Exercise details → Return the portion of the passage on the baker's tomb starting with "A far more literal" and going on through "on the west.", copied word for word.

Supplied passage →
Saturday, March 2nd, 2019

Between 50 and 20 B.C., in the late Republic, early Imperial period, a man named Eurysaces built a tomb outside the eastern boundary of Rome. Part of what is today called the Porta Maggiore after the nearby Church of Santa Maria Maggiore. Two inscriptions identify the tomb’s owner. The complete one says: EST HOC MONIMENTUM MARGEI VERGILEI EURSYACIS PISTORIS REDEMPTORIS APPARET, meaning “This is the monument of Marcus Vergilius Eurysaces, baker contractor, public servant. His name, the Latin nomen and Greek cognomen, could be indications that he was a freedman, a manumitted slave who became a wealthy and successful baker. His name is not followed by L or LIB for libertinus to denote freedman status, however. It wasn’t a requirement that freedmen identify themselves this way, but it was a widespread practice. He could also have just been a poor immigrant who made good and wanted to broadcast as much in his own stab at immortality with a tomb dedicated to his success in business.

The three surviving facades of the tomb feature a unique design: three rows in five columns of hollow circles in the third story. It is sui generis as tomb design, but could represent dolia frumentaria, massive round-mouth earthenware jars that had capacities in the hundreds of gallons and were used to store grain for commercial enterprises. (Dolia were used to store pretty much every foodstuff, liquid and solid — wine, oil, fresh and dried fruits and vegetables, salted ham, fish, fish guts in the fermentation of garum. They’ve been found on shipwrecks and buried in rows up to their shoulders in industrial and commercial neighborhoods.)

A far more literal representation of the baker’s craft is sculpted in a frieze below the cornice. Every stage of commercial bread-making is depicted, from the milling of grain on the south façade to the baking of the loaves on the north façade to the weighing and sale of the bread on the west.

Dataset records
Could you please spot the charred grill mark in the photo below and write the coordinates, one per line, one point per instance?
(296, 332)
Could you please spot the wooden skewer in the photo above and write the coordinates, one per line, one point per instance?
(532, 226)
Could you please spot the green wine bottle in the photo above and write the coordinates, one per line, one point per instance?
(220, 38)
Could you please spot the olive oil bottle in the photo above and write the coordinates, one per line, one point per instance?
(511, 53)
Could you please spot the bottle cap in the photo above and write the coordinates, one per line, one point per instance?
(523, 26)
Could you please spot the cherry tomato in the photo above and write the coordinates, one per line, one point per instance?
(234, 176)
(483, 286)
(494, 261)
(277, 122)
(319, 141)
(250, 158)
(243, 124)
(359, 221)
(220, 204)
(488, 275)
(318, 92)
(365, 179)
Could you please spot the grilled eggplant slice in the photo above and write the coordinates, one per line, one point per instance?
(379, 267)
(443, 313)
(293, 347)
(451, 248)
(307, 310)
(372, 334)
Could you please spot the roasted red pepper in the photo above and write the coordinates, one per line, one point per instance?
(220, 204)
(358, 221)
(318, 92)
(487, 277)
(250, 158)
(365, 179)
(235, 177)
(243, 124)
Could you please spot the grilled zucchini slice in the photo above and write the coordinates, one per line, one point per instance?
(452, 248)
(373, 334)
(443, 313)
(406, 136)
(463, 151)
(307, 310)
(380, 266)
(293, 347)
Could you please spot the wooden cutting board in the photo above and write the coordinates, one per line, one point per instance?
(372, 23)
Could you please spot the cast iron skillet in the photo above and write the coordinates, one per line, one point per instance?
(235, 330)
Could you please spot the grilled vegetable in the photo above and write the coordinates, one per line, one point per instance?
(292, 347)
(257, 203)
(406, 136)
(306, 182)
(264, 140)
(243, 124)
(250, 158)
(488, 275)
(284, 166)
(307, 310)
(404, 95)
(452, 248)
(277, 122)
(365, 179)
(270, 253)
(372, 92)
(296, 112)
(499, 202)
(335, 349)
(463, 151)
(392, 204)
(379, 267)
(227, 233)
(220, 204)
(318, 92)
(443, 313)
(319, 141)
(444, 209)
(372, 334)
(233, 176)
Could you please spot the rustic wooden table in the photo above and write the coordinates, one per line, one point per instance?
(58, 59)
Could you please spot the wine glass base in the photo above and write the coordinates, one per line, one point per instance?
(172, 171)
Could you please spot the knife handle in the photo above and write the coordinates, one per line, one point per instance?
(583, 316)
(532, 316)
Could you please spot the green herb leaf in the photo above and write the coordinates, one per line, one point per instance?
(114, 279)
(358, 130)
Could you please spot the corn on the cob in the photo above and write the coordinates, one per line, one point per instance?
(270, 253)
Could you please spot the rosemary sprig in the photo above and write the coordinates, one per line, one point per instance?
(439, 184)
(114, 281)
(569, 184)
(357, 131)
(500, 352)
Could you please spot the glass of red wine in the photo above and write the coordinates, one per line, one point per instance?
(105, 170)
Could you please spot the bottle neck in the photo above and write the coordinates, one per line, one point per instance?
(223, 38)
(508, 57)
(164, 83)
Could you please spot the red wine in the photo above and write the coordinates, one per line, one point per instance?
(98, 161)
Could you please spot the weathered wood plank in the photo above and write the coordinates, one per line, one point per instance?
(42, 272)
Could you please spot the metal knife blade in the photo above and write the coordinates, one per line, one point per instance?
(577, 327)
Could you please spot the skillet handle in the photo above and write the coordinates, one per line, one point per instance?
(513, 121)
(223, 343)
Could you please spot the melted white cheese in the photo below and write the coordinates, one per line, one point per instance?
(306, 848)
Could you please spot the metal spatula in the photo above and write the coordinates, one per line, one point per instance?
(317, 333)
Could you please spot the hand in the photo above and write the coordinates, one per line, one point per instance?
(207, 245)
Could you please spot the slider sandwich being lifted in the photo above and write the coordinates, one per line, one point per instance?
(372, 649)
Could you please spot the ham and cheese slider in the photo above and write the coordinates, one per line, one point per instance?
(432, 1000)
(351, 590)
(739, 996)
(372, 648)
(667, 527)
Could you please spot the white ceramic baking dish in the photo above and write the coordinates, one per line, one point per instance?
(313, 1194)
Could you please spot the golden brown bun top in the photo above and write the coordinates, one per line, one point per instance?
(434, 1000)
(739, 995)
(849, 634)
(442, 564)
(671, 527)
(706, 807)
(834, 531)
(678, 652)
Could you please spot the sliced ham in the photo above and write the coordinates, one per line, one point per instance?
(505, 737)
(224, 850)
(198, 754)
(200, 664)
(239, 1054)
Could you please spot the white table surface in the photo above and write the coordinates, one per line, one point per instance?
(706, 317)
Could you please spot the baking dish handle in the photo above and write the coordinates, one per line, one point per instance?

* * *

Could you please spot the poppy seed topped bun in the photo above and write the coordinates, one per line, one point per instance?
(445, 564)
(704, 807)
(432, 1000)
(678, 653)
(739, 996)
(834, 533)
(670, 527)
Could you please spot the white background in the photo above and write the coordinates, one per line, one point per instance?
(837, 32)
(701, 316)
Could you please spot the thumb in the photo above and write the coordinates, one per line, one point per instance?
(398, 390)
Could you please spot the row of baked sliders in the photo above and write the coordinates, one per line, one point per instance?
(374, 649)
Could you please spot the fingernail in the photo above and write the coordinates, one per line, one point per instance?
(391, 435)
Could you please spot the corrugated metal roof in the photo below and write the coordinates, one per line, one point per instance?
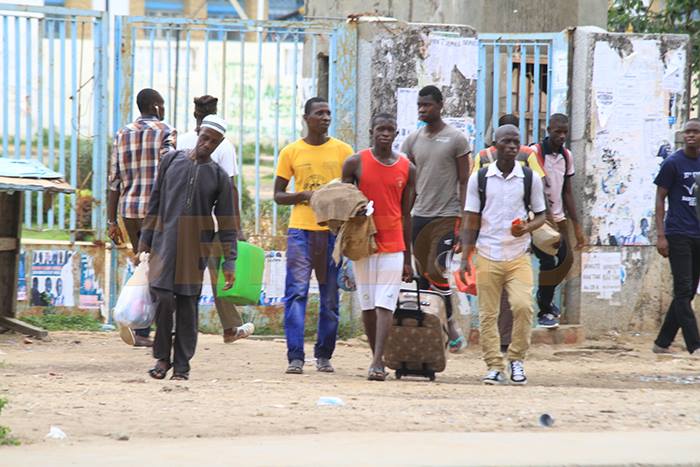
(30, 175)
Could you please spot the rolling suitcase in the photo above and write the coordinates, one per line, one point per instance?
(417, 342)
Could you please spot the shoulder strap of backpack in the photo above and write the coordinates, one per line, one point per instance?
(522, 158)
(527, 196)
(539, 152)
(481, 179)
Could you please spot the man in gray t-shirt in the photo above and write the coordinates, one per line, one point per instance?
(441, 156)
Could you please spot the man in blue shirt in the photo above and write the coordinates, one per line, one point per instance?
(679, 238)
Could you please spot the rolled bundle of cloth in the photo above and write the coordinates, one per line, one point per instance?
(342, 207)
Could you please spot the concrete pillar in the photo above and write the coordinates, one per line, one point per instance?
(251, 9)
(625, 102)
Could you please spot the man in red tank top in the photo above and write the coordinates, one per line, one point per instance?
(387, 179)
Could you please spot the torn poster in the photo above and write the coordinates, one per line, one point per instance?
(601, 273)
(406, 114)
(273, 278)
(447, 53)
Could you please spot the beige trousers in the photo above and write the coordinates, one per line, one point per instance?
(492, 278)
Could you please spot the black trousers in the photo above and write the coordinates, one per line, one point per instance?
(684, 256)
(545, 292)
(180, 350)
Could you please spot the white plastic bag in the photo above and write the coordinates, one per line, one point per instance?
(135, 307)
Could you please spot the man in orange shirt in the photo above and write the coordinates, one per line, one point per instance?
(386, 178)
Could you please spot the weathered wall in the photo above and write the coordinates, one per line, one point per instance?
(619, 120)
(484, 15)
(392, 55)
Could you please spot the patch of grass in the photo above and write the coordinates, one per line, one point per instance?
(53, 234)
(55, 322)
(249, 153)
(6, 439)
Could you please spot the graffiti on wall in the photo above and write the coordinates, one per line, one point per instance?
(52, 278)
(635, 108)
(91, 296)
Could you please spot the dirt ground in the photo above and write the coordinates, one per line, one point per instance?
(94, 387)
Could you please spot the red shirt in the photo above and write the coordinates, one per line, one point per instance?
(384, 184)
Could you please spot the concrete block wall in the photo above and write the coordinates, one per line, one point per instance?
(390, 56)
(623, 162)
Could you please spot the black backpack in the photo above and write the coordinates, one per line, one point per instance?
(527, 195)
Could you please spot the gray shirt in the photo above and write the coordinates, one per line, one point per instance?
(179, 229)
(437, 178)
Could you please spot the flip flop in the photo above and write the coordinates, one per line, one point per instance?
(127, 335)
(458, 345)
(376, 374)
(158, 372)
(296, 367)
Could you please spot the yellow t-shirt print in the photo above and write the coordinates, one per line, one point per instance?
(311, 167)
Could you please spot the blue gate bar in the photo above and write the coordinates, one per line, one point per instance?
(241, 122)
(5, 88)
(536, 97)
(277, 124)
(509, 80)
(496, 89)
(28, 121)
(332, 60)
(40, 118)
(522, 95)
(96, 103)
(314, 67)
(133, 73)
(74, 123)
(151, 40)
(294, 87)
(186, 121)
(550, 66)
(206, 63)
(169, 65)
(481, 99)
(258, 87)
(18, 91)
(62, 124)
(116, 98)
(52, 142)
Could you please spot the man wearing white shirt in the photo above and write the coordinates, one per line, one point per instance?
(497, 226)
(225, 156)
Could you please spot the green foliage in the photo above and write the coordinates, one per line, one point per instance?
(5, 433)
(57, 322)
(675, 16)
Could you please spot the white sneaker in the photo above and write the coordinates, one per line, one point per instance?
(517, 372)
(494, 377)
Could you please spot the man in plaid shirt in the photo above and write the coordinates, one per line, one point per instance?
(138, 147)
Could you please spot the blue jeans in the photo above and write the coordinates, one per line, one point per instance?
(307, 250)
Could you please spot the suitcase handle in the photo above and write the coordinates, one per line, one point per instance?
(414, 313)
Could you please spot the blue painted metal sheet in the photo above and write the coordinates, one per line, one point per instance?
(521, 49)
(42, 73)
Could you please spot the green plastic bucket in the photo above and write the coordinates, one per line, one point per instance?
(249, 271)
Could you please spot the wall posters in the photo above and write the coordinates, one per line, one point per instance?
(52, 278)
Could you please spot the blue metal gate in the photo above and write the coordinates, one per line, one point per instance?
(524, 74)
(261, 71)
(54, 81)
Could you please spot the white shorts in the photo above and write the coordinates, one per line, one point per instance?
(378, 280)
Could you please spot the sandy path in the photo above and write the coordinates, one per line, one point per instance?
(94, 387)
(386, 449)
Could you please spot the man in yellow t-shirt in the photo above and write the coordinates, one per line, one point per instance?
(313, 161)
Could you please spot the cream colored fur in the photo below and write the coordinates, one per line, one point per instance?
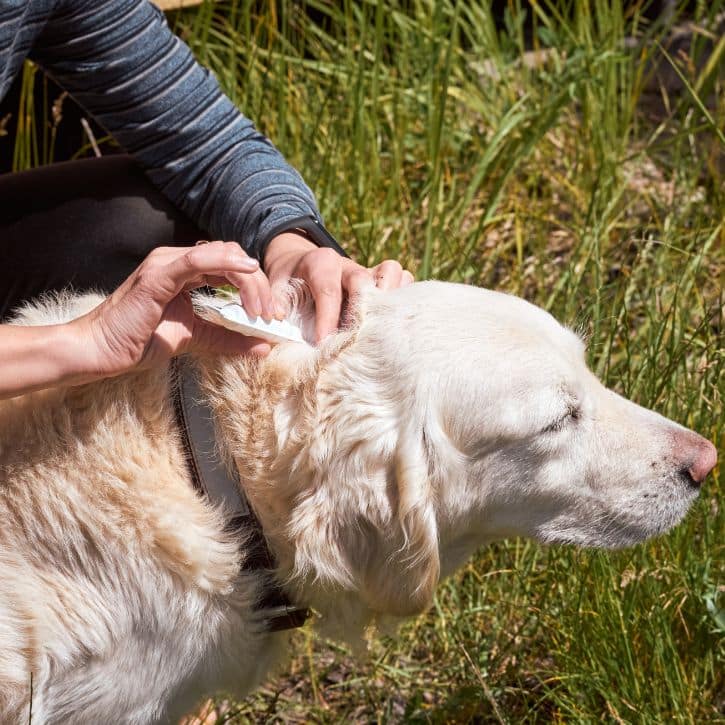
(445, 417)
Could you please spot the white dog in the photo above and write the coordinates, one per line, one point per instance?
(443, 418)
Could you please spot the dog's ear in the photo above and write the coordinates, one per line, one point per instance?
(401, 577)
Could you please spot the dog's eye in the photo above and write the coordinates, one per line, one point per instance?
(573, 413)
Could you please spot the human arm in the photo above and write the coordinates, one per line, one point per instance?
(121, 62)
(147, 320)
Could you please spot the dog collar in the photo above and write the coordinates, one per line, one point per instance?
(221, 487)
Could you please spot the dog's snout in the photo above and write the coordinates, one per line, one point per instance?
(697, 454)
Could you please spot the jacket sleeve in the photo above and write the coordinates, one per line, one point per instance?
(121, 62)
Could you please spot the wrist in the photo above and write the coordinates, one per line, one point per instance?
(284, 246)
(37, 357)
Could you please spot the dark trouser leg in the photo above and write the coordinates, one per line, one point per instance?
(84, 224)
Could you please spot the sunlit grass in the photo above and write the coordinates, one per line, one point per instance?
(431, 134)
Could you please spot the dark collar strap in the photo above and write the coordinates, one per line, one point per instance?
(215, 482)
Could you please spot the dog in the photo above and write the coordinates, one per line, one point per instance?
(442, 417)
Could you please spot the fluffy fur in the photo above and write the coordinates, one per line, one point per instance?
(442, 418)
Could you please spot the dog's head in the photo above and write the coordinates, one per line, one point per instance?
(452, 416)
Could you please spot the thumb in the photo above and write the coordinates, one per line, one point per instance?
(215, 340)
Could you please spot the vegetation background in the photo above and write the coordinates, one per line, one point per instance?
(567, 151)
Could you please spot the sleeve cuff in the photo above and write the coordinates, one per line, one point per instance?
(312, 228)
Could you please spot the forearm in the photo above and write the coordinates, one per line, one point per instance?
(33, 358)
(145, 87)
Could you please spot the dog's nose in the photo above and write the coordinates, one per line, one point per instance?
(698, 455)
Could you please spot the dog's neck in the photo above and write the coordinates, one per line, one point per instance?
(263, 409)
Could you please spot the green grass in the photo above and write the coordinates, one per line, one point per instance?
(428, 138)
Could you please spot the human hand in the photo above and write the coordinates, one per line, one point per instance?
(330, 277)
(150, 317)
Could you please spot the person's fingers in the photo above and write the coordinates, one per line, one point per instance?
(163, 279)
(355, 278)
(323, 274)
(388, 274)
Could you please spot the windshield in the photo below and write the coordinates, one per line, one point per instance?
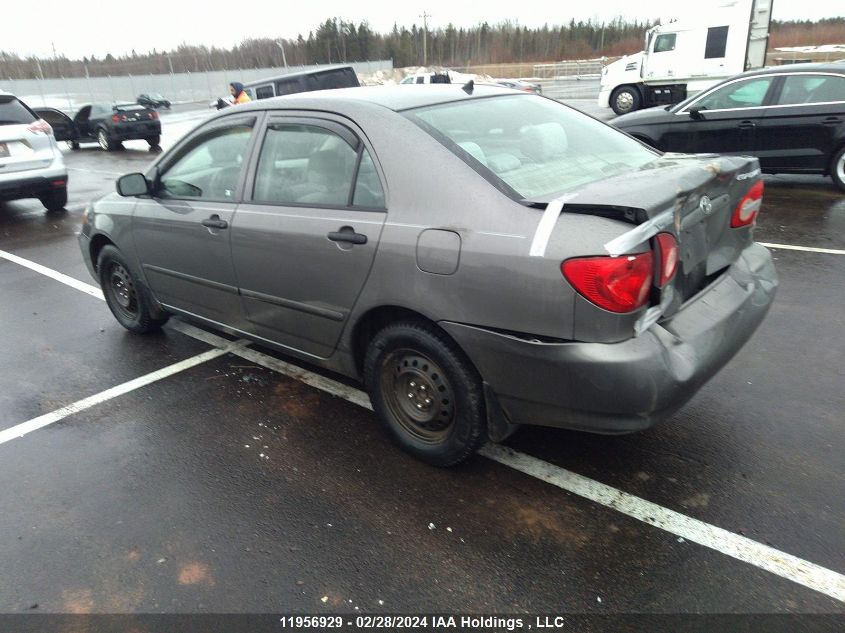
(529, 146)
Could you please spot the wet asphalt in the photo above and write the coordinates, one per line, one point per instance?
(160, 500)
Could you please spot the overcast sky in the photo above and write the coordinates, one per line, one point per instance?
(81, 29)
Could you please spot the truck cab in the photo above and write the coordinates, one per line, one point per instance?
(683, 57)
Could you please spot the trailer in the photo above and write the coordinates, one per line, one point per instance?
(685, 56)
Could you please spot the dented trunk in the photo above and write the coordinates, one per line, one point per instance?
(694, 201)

--

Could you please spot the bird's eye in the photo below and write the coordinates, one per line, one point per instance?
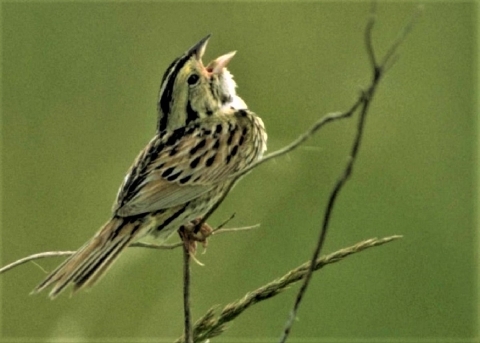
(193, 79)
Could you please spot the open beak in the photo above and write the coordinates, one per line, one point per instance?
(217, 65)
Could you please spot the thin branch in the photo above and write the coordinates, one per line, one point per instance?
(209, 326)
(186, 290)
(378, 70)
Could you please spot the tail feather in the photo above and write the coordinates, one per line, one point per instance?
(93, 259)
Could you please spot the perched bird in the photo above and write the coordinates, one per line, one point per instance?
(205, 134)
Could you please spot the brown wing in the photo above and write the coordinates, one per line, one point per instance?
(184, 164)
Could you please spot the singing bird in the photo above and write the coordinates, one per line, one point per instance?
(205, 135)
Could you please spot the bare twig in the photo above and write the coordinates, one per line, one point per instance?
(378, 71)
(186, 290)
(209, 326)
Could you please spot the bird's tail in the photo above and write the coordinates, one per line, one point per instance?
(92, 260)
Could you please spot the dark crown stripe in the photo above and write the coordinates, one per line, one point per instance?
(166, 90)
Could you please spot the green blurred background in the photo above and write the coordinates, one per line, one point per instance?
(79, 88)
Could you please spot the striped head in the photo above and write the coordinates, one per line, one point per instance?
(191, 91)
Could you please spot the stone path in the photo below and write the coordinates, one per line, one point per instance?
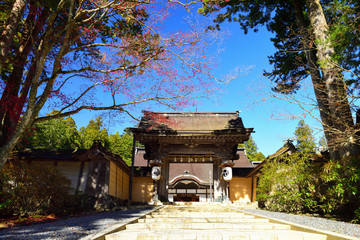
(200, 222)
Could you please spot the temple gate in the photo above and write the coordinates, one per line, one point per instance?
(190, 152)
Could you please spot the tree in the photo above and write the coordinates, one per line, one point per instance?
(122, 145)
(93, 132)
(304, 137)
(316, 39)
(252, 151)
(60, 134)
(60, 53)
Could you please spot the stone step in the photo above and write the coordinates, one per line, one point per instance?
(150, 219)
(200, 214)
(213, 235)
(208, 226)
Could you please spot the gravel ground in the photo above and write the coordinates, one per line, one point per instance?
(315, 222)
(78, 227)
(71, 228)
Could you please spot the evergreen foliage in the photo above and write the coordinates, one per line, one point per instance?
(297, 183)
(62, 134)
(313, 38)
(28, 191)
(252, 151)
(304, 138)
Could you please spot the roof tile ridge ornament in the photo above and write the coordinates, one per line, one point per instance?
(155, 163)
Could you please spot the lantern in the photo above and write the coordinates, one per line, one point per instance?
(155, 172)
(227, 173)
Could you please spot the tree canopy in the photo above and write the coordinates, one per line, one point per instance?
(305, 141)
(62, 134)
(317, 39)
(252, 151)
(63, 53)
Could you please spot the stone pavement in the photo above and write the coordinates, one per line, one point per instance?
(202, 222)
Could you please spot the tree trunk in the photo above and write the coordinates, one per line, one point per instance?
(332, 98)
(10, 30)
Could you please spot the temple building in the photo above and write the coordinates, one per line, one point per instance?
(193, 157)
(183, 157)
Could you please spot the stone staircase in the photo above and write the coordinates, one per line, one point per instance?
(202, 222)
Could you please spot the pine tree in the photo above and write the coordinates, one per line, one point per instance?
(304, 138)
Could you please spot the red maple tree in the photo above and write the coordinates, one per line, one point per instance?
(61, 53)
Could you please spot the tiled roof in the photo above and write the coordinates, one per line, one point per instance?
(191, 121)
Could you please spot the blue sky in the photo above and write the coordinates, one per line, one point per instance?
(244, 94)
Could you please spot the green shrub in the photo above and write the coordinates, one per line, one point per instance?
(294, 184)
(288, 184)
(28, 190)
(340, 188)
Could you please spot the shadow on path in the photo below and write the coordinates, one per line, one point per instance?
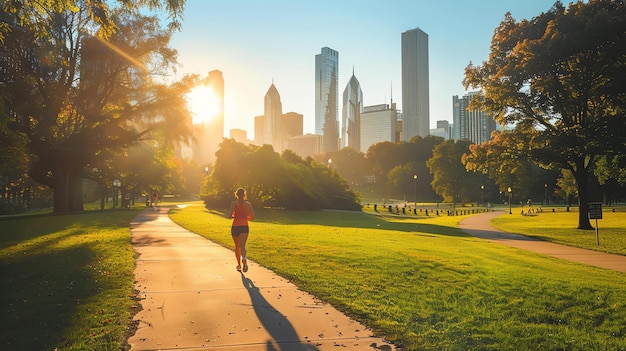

Written response →
A far more literal representation of the baker’s craft is sculpted in a frieze below the cornice. Every stage of commercial bread-making is depicted, from the milling of grain on the south façade to the baking of the loaves on the north façade to the weighing and sale of the bread on the west.